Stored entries
____________
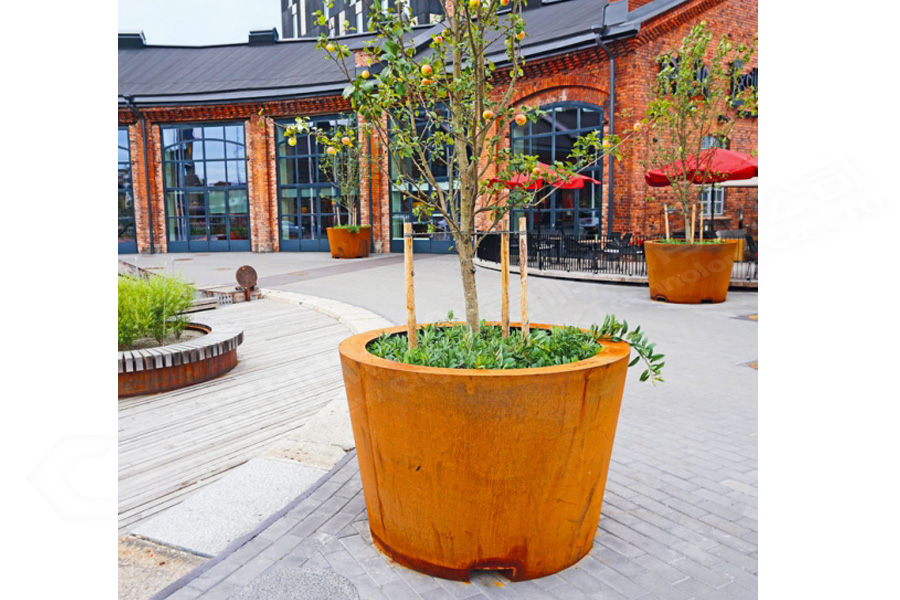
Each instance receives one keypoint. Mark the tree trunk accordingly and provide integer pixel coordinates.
(470, 293)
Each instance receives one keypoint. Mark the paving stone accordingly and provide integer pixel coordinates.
(234, 505)
(299, 584)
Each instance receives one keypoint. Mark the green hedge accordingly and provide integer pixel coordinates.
(151, 307)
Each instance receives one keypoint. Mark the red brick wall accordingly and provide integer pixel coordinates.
(736, 18)
(260, 146)
(579, 76)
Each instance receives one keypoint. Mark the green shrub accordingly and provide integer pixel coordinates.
(134, 313)
(152, 307)
(169, 296)
(453, 346)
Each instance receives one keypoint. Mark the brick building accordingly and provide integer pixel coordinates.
(198, 173)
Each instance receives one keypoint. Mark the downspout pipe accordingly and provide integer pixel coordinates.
(129, 102)
(599, 30)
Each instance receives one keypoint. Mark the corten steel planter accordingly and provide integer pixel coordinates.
(689, 273)
(345, 244)
(179, 365)
(466, 469)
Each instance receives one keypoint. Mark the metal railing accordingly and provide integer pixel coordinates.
(619, 255)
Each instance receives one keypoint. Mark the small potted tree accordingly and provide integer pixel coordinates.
(341, 165)
(695, 103)
(479, 447)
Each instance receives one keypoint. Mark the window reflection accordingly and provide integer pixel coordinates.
(205, 176)
(552, 137)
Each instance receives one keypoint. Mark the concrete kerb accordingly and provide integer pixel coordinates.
(356, 319)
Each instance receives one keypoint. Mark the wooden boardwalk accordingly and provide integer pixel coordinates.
(173, 444)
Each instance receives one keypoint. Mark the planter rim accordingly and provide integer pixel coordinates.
____________
GIVEN PROBLEM
Copy out every item above word for word, leaving the pictures out of your answer.

FINAL RESULT
Each instance receives one keypoint. Mark the tree trunk accordingly and provide integer pixel coordinates.
(470, 293)
Each instance receives one keypoint. Mark the paving stone accordingly and provide integer pixel coordinates.
(234, 505)
(299, 584)
Each instance receives one keypoint. Mark the green hedge accordingly and provide integer pixel coordinates.
(151, 307)
Each instance receives one keypoint. Mark the red brick wall accordingly and provide integer pixel coordinates.
(736, 18)
(260, 146)
(579, 76)
Each instance receives one keypoint. Mark the green shrub accordingly and provide integer pixel coordinates.
(134, 313)
(152, 307)
(169, 296)
(453, 346)
Each instance receives one keypoint. Mark the brick building accordingly and provide integer pixel coordinates.
(198, 173)
Each instance receives one keypoint. Mark the downspout pipe accordingly and provide integer pixel coordinates.
(129, 102)
(599, 30)
Each instance receives one keypoint. Mark the corten steel planter accordingly and provide integer pixel coordinates.
(689, 273)
(345, 244)
(179, 365)
(466, 469)
Each instance receives one keypoint. Mark the metal railing accordingly and provide integer pixel coordinates.
(619, 255)
Each instance receives one keypoint. Mark the small potted tree accordingly and provide integer pixel coordinates.
(341, 165)
(695, 103)
(479, 447)
Each instance receives one keypoint. Mark the window reflection accordingly and provide integer pixel coordinates.
(205, 176)
(552, 137)
Each instance receives one keypoint. Mark the concrete kerb accordingly and provide integer pixel coordinates.
(356, 319)
Each instance receives one keypoint. Mark the wooden boardwalk accordingly and provide integer pixel coordinates.
(173, 444)
Each instance receives one keypoint. Mark the planter rim accordingly and provide integer pixel coordinates.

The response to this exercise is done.